# [Your instructions]
Restate every record exactly, with nothing skipped.

(Stored items)

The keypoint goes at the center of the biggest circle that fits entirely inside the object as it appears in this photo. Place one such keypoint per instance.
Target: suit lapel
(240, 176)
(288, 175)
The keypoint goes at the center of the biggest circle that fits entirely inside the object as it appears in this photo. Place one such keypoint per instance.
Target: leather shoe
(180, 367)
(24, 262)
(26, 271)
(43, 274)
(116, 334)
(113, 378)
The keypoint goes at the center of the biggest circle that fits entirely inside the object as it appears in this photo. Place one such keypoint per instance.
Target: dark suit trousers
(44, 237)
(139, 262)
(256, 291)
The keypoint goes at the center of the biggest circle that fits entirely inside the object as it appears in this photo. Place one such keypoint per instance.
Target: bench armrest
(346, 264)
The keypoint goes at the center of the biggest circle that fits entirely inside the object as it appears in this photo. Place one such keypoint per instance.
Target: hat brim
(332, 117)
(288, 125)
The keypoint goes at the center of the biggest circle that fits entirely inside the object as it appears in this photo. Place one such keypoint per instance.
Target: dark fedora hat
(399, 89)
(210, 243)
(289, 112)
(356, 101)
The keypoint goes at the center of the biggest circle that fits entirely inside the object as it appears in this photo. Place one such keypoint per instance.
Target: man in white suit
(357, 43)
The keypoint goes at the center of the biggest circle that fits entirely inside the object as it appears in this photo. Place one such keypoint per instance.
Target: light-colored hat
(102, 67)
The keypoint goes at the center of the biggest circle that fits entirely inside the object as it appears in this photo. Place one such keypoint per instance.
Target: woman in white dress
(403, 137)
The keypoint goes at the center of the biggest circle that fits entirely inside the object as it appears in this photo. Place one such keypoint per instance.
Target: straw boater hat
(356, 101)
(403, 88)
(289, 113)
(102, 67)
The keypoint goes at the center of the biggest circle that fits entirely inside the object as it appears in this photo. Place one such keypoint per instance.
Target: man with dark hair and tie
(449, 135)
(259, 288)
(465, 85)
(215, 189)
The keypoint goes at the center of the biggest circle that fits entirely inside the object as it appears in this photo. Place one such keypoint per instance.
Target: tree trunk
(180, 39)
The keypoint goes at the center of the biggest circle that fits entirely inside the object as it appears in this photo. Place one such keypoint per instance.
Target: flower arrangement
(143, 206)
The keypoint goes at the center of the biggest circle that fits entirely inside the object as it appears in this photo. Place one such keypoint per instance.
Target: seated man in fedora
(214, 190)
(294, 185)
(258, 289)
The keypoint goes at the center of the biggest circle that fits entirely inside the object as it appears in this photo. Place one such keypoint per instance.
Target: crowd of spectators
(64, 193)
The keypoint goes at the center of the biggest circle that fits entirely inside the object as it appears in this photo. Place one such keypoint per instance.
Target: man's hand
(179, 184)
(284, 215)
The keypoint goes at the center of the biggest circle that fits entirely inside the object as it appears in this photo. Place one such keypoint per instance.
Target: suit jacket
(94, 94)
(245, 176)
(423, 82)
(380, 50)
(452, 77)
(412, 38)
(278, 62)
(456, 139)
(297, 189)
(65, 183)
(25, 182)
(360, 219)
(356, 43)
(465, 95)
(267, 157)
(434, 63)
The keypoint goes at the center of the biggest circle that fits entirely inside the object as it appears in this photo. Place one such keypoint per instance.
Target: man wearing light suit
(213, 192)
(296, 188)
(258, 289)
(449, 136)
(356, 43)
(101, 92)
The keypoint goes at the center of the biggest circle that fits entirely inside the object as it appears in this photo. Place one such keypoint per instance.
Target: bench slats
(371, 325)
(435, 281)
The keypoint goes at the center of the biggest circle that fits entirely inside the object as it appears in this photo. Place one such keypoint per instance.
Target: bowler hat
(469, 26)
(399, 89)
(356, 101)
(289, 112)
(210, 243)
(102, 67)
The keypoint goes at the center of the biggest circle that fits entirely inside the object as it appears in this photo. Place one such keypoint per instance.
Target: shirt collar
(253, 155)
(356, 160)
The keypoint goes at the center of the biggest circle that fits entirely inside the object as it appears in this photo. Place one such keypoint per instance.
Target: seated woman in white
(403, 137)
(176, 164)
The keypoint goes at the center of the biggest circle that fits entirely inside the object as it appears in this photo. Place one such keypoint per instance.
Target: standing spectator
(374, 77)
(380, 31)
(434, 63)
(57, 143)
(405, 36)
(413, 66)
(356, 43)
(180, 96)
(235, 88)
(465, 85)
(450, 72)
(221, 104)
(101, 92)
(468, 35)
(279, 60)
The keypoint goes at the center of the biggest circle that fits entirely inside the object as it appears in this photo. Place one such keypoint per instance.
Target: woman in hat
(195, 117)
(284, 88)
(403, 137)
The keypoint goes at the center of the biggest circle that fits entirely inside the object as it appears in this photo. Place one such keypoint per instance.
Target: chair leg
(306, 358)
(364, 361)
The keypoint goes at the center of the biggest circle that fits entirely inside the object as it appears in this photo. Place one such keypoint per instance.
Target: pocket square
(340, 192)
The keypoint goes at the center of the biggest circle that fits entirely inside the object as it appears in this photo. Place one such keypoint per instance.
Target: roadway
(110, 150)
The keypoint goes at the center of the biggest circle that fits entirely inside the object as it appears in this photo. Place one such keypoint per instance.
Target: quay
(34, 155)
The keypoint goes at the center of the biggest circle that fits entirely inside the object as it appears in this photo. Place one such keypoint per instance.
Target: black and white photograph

# [Problem solution]
The keypoint goes at the center of the biggest circle that fits entirely inside the object as it appears in this photo. Place one such keypoint per instance.
Target: suit lapel
(240, 176)
(288, 175)
The keypoint goes at the center of the biggest circle that fits entirely inside the object as it appears in this photo. Place one such keypoint per instance.
Target: leather shoe
(180, 367)
(24, 262)
(26, 271)
(43, 274)
(116, 334)
(113, 378)
The keypoint goes at the center of the biggest circle that fits entirely inside the object as it appears in this photo. Place one such keypoint per instance.
Target: dark suit trousers
(44, 237)
(139, 262)
(256, 291)
The keypoint goes at the center of the biggest circle that fits entirely inside the object as it appears in this photo. Place one such keypoint per instance.
Target: bench armrest
(346, 264)
The keypoint goes at the center of the biggest circle that fits entirely inside the object as it appears in this photo. Place one such keypoint per instance.
Target: hat brim
(332, 117)
(288, 125)
The keypoint goes at the center of the biggest circle that fits entirely inside the object as it appears in this photo. Place one such keypoint per instance.
Target: dark fedora hat
(399, 89)
(210, 243)
(289, 112)
(356, 101)
The keypoint goes at the center of the biggest circle that fits entirely inside the object as it appears in this photo. Place one such keypoint per instance.
Target: man in white suit
(357, 43)
The keypoint goes at the center of the biggest circle that fits entirely inside the object as it appears in this photo. Place one such keypoint per instance.
Target: light-colored hat
(102, 67)
The keypoint goes at the center of the biggest circle that fits entirely inside the object as it appears in this photo. Place one such keypoint per instance.
Target: woman in white dress
(403, 137)
The keypoint goes at the center of the biggest circle that fits entirely inside the object as it appears in this photo. Place one such keypoint per instance.
Target: straw boater hat
(356, 101)
(403, 88)
(289, 113)
(102, 67)
The keypoint goes at the center of the biggest circle that fits entirely inside the object as it appears in this photo. Place one such keypoint per instance.
Target: man with dark hair and tie
(449, 135)
(259, 288)
(465, 85)
(215, 189)
The keypoint goes at the center of the biggest circle that fits entirely inside the object as it appears in this photo. Place one such keypoint per instance.
Target: tree trunk
(180, 39)
The keypoint goes at the center of the biggest circle that fits entirely inside the object as it appears in this photo. Place one such keypoint per instance.
Target: flower arrangement
(143, 206)
The keypoint goes at the center of the biggest circle that fits entirely inside the object as it appears in this photo. Place one such keypoint per instance.
Target: seated man in fedora
(214, 190)
(294, 185)
(258, 289)
The keypoint goes at the center of the biggest circle that fits entirely inside the object as it appears in this photo. Place one such keypoint per instance.
Target: crowd of spectators
(64, 193)
The keypoint goes at the center of the biggest circle that fits entirely inside the object as it appears in this photo. Place one such keypoint per instance.
Target: man's hand
(179, 184)
(284, 215)
The keypoint goes at the center of the biggest circle that fits entirely inside the object as it appears in this photo. Place one such keypoint per instance.
Target: suit jacket
(94, 94)
(245, 176)
(423, 82)
(380, 50)
(452, 77)
(412, 38)
(278, 62)
(456, 139)
(297, 189)
(65, 183)
(25, 182)
(360, 219)
(356, 43)
(465, 95)
(267, 157)
(434, 63)
The keypoint goes at the center of the biggest circle that fits entirely inside the object as it appears in this photo. Place one such keypoint per instance.
Target: man wearing light suit
(213, 192)
(296, 188)
(258, 289)
(449, 136)
(356, 43)
(101, 92)
The keypoint goes at the center of the biggest circle that fits entirely inside the object as it appears in this photo. Place one such keypoint per instance.
Target: bench slats
(371, 325)
(435, 281)
The keypoint goes at the center of the biggest circle that fits entirely inside the object as it appears in this photo. Place one such keypoint per instance.
Target: bowler hat
(469, 26)
(399, 89)
(356, 101)
(289, 112)
(210, 243)
(102, 67)
The keypoint goes at the center of the biggest circle that fits entirely inside the object as it appears in this photo. Place one such keypoint per instance.
Target: shirt collar
(253, 155)
(356, 160)
The keypoint goes at the center of the biggest circle that fits entirely inside the object as it appears in this photo. Place one such keypoint per instance.
Target: seated woman in white
(403, 137)
(176, 164)
The keypoint goes at the center of the biggest circle that fits entirely inside the object as it appears in this photo. Place one such keypoint per instance.
Target: standing spectator
(374, 77)
(380, 31)
(434, 63)
(57, 143)
(405, 36)
(413, 66)
(356, 43)
(180, 96)
(235, 88)
(465, 85)
(450, 72)
(221, 104)
(101, 92)
(468, 35)
(279, 60)
The keypoint goes at the center of the biggest circle that fits entirely inside the object as it appears in this photo. Place one such keypoint per instance.
Target: woman in hat
(195, 117)
(284, 88)
(403, 137)
The keypoint goes at the center of the biggest circle that fits entirely inside the object as it appears in this photo. Place one such keypoint per instance.
Target: chair leg
(306, 358)
(364, 361)
The keypoint goes at the center of the biggest circle that fits entirely inside the object as it appears in this photo. Place one such keypoint per instance.
Target: pocket square
(340, 192)
The keypoint goes at the center of the biggest circle that fits entirely inside the object as it appears in this photo. Place one such keypoint per instance.
Target: roadway
(110, 150)
The keypoint goes at the center of the biggest circle that fits entirely inside the object as it appears in this photo. Place one such keypoint per instance.
Target: quay
(34, 155)
The keypoint goes at the center of the biggest circle that fits entirely inside the object as it appears in this photo. Place one such keypoint per instance.
Target: black and white photograph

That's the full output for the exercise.